DATASET CONTENT ->
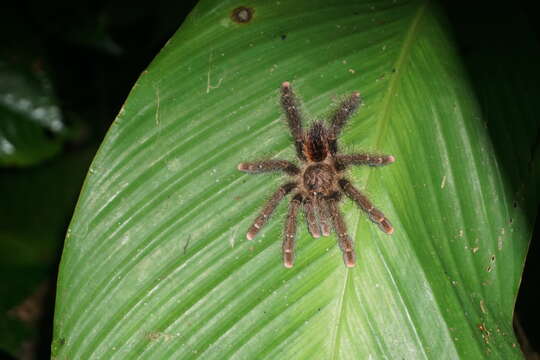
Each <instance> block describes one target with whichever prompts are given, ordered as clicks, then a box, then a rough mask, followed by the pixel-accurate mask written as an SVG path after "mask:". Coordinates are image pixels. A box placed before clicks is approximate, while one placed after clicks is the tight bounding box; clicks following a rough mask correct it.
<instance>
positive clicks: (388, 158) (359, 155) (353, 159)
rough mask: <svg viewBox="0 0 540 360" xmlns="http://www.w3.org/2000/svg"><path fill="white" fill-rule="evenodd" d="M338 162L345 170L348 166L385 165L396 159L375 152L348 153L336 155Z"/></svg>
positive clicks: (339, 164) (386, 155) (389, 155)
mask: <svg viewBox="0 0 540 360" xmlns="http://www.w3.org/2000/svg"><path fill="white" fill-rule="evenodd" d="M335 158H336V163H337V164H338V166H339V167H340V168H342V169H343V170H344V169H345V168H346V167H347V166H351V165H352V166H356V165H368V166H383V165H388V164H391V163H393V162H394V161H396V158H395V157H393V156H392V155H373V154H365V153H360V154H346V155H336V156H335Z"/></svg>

TASK TO COMPLETE ->
Render each line of the material above as a numbered list, skipping blank lines and leaving out the picture.

ANSWER SECTION ->
1. Each <instance> block describes one target with whichever prompts are given, ordered as clicks, then a box, then a rough mask, followed by the pixel-accurate mask written as an SVG path after "mask:". Coordinates are image pixels. A box placed before clicks is approximate, while one placed after clicks is the tight bounding box; clicks following a rough mask correct it.
2. <instance>
3. positive clicks: (388, 158) (359, 155) (353, 159)
4. rough mask: <svg viewBox="0 0 540 360" xmlns="http://www.w3.org/2000/svg"><path fill="white" fill-rule="evenodd" d="M338 162L345 170L348 166L385 165L396 159L375 152L348 153L336 155Z"/></svg>
5. positive clicks: (339, 164) (386, 155) (389, 155)
6. mask: <svg viewBox="0 0 540 360" xmlns="http://www.w3.org/2000/svg"><path fill="white" fill-rule="evenodd" d="M335 158H336V163H337V164H338V166H339V167H340V168H342V169H343V170H344V169H345V168H346V167H347V166H351V165H352V166H356V165H368V166H383V165H388V164H391V163H393V162H394V161H396V158H395V157H393V156H392V155H373V154H365V153H360V154H346V155H336V156H335Z"/></svg>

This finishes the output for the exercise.